### Task prompt
Return nothing but the lines from the line containing "The stitched seam" through the last line of the records, reproduced exactly.

# Data to use start

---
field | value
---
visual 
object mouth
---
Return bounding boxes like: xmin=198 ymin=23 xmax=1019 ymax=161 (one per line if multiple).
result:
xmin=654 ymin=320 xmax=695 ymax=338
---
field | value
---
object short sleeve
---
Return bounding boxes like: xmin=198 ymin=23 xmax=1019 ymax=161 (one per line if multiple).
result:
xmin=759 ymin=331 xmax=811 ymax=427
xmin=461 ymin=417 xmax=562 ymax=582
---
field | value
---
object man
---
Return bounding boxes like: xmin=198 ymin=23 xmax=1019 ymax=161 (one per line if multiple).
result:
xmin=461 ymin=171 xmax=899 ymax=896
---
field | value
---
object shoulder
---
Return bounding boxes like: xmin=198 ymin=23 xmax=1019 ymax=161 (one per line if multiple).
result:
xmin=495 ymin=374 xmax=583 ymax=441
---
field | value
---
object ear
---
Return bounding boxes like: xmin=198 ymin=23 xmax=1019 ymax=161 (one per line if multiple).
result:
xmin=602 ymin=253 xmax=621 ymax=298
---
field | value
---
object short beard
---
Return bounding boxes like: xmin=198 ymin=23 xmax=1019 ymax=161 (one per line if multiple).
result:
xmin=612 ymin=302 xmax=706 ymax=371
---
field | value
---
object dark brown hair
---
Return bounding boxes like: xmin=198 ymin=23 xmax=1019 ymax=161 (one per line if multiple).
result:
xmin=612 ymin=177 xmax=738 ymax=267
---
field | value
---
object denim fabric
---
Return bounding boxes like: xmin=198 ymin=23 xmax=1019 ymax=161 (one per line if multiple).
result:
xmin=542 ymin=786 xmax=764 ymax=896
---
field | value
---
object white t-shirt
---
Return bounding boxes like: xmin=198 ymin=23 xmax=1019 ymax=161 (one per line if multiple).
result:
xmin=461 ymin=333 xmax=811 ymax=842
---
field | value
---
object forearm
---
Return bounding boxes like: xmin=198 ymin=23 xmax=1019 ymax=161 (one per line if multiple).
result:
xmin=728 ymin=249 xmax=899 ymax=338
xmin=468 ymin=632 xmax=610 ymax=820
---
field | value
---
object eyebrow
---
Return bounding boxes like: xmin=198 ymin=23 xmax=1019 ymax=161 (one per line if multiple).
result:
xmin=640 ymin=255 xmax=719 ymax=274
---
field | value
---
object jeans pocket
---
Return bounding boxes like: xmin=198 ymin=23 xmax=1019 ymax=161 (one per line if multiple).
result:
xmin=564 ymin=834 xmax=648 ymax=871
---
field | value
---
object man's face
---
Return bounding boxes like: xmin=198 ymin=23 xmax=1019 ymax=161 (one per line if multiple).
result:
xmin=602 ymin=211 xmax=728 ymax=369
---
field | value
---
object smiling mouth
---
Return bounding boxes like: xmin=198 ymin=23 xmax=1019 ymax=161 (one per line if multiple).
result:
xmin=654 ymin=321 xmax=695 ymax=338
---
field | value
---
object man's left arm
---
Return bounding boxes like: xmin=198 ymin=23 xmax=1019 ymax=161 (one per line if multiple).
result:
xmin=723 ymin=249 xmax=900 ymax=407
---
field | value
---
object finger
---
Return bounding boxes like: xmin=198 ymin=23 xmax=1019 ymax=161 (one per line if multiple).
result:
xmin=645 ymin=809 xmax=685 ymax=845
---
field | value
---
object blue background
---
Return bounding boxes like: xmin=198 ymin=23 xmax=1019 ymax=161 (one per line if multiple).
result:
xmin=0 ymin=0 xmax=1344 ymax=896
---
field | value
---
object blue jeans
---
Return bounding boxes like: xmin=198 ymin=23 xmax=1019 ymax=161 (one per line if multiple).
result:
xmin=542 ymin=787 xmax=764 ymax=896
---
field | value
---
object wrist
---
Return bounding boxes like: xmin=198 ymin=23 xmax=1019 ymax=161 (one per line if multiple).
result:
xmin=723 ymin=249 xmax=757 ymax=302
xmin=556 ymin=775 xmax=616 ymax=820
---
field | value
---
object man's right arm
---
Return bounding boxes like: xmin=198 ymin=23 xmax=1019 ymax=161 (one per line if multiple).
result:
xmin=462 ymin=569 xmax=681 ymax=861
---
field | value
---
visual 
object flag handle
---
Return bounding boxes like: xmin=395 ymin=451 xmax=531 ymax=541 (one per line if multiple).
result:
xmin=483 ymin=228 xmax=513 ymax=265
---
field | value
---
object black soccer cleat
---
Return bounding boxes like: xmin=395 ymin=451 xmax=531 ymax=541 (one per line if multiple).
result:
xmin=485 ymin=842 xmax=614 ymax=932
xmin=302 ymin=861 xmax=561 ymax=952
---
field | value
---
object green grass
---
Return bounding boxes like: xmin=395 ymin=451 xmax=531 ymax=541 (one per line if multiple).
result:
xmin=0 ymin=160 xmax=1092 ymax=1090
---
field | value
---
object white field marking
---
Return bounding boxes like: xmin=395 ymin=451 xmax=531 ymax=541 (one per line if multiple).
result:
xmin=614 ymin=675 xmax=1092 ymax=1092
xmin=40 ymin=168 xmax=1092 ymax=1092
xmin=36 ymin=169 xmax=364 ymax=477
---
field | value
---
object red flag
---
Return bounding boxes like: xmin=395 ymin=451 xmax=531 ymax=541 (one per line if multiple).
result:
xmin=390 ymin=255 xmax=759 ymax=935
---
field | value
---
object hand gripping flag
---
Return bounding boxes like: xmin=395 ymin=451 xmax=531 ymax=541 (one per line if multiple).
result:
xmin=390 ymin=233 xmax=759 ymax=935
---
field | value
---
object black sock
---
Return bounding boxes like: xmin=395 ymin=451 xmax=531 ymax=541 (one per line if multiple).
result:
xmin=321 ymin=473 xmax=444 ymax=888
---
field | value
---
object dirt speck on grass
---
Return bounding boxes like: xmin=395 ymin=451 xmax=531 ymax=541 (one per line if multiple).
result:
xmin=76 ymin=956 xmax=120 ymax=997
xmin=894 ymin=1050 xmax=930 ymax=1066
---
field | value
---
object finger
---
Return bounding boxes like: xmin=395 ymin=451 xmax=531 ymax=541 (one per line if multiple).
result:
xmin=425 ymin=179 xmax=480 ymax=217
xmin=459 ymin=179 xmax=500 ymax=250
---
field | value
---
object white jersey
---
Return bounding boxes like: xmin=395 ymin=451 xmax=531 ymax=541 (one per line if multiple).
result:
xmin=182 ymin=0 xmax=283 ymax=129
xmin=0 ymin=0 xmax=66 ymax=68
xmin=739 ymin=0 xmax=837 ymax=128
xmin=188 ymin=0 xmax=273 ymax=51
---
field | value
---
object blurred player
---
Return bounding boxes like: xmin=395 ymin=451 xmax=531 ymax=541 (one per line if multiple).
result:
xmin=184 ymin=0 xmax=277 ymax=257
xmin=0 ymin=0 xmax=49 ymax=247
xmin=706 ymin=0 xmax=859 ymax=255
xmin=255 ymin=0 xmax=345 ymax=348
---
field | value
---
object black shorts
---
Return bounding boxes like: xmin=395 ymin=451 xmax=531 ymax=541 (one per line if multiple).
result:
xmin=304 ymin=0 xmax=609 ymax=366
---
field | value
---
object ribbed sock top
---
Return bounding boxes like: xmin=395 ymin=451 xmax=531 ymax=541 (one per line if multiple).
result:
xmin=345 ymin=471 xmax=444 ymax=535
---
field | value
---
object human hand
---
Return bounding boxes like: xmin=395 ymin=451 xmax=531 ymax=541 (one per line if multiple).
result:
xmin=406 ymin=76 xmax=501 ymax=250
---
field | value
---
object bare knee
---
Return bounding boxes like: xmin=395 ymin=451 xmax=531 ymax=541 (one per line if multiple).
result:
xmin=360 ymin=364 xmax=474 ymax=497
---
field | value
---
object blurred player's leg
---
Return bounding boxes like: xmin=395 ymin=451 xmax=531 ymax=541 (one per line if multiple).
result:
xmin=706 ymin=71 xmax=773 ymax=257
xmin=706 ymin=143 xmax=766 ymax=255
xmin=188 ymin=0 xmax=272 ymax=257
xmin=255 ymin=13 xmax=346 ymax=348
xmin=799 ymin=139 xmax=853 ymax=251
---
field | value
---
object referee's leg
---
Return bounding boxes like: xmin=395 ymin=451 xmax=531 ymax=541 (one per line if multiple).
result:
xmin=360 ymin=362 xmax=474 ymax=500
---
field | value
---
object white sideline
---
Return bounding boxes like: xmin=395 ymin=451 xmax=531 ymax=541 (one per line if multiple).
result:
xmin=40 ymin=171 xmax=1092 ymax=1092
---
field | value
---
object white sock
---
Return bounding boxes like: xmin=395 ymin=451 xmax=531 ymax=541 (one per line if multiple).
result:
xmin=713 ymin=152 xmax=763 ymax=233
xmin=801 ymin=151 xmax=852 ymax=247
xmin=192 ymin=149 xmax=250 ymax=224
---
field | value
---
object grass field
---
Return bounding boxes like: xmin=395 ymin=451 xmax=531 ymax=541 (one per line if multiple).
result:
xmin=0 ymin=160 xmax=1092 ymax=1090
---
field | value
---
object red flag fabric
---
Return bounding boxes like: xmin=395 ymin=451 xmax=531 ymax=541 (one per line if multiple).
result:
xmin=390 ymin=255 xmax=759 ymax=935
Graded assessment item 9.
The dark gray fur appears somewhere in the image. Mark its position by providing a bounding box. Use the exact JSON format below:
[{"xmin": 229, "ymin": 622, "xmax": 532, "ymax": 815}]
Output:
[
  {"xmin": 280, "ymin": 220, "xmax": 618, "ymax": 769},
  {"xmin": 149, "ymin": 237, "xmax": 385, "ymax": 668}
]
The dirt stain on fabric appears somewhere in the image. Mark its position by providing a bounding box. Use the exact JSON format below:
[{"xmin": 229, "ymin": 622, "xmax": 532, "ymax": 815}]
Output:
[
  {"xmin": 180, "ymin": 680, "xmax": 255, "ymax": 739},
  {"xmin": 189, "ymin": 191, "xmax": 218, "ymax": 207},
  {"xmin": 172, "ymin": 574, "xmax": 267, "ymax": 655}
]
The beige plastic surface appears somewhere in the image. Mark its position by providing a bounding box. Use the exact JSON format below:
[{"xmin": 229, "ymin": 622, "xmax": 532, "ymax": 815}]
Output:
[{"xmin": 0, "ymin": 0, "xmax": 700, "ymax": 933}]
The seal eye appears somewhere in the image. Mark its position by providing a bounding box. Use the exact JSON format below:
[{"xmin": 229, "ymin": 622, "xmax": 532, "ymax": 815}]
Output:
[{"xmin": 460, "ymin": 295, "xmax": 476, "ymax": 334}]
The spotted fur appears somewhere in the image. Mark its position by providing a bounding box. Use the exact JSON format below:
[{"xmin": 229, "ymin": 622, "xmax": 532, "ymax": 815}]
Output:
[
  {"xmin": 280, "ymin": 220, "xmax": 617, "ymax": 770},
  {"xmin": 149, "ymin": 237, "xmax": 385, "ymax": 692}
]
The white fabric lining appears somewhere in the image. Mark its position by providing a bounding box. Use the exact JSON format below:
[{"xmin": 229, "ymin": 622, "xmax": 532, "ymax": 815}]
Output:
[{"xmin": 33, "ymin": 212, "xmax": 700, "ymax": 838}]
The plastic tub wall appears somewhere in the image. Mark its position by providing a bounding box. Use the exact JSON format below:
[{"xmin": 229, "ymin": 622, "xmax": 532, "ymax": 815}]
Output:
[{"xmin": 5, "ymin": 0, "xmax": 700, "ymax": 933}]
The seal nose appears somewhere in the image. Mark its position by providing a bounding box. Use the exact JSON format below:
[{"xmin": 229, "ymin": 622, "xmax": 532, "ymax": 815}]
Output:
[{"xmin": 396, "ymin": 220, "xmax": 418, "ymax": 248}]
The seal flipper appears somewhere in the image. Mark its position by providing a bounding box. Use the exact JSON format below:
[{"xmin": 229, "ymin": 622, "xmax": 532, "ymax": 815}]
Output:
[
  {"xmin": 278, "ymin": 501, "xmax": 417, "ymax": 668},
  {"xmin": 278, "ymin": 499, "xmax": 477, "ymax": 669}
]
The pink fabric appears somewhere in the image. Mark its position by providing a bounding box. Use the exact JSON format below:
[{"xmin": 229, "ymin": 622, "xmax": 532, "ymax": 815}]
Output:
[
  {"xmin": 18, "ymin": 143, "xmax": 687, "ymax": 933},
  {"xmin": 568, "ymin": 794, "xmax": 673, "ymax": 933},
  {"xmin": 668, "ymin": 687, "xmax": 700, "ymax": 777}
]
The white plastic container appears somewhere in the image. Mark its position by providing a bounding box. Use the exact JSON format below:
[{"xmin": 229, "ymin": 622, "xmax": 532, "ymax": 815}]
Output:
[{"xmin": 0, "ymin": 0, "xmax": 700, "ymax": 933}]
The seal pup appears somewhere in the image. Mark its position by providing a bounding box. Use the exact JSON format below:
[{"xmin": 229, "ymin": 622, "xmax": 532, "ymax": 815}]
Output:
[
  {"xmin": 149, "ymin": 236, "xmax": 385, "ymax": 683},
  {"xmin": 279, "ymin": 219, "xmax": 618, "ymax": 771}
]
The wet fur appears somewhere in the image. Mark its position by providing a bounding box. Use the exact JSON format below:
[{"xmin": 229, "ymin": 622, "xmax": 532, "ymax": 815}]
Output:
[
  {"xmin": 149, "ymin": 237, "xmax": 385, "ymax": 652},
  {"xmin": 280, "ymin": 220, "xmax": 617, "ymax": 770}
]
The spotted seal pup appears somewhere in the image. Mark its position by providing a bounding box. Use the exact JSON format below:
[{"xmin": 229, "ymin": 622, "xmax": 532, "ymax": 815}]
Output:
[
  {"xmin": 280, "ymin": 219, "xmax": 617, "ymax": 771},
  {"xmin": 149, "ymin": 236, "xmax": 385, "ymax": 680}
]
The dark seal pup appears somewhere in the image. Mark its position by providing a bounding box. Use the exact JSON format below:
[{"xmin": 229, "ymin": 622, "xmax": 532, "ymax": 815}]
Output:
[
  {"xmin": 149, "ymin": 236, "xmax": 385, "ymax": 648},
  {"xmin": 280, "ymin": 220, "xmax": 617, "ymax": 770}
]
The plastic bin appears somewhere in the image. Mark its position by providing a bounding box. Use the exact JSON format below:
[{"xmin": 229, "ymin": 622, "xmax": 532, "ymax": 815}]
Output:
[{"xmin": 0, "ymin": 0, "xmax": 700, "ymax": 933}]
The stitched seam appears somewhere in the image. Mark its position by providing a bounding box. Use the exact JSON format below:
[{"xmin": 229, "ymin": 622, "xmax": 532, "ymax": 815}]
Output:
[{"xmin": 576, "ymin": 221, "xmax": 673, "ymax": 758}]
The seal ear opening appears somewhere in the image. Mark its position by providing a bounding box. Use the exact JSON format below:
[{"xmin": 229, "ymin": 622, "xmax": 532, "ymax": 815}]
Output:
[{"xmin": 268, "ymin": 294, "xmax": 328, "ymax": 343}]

# Data to use end

### Complete answer
The stitched seam appears somewhere in the image. Mark its position by providing a bounding box. Use the exact JSON format below:
[{"xmin": 229, "ymin": 622, "xmax": 532, "ymax": 815}]
Output:
[{"xmin": 576, "ymin": 221, "xmax": 673, "ymax": 758}]
The seal ear opening appears somewhere in the image. Mark its position by providing a bounding box. Use the exact JSON format below:
[{"xmin": 229, "ymin": 622, "xmax": 532, "ymax": 815}]
Output:
[{"xmin": 268, "ymin": 294, "xmax": 328, "ymax": 343}]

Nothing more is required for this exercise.